§ **Action item**:
Output nothing but the lines from the line with "of the evergreen" through the end of the listing below, both ends included.

§ **Dataset extract**:
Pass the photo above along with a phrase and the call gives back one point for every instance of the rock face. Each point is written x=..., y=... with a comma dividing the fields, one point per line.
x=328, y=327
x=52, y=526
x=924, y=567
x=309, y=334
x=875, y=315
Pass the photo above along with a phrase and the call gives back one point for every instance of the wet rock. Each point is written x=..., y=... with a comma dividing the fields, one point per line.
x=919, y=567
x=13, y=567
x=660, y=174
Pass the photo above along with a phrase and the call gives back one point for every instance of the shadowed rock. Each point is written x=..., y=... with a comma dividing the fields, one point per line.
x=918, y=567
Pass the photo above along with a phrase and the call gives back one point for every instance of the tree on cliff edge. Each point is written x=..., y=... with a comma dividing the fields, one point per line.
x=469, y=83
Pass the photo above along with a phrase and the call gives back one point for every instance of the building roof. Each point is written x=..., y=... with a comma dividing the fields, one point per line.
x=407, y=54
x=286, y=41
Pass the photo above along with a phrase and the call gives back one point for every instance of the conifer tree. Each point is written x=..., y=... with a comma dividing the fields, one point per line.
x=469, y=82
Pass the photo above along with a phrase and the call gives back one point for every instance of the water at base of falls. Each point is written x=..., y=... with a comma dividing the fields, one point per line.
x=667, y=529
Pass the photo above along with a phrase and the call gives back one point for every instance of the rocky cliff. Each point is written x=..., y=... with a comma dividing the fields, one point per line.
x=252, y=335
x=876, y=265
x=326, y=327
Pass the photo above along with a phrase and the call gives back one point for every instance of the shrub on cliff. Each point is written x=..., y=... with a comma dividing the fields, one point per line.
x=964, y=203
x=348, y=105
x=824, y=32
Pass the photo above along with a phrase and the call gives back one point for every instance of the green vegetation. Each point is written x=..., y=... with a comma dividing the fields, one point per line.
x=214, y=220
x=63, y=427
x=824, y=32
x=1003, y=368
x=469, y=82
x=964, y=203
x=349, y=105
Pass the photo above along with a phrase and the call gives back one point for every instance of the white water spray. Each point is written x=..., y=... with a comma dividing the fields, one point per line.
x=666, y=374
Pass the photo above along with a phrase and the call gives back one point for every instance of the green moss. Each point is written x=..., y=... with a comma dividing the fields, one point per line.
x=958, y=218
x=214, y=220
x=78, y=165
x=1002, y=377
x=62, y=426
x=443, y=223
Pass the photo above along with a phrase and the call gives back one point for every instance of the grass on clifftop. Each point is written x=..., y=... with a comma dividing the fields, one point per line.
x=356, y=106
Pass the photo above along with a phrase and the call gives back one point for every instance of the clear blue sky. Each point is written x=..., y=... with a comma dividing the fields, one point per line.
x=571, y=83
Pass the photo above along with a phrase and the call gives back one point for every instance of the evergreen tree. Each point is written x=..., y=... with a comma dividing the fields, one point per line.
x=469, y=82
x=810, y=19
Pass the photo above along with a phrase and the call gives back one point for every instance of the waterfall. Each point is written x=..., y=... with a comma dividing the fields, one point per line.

§ **Answer section**:
Pass the photo above along with a phrase and the call gives back one point for every instance of the evergreen tree. Each point is written x=..., y=... with a comma dividing the fields, one point per line.
x=469, y=82
x=810, y=19
Pass the photo above along with a phrase and the call gives back one point for every instance of the waterfall. Each point is written x=..., y=... with a comma dividing the fields, one point per line.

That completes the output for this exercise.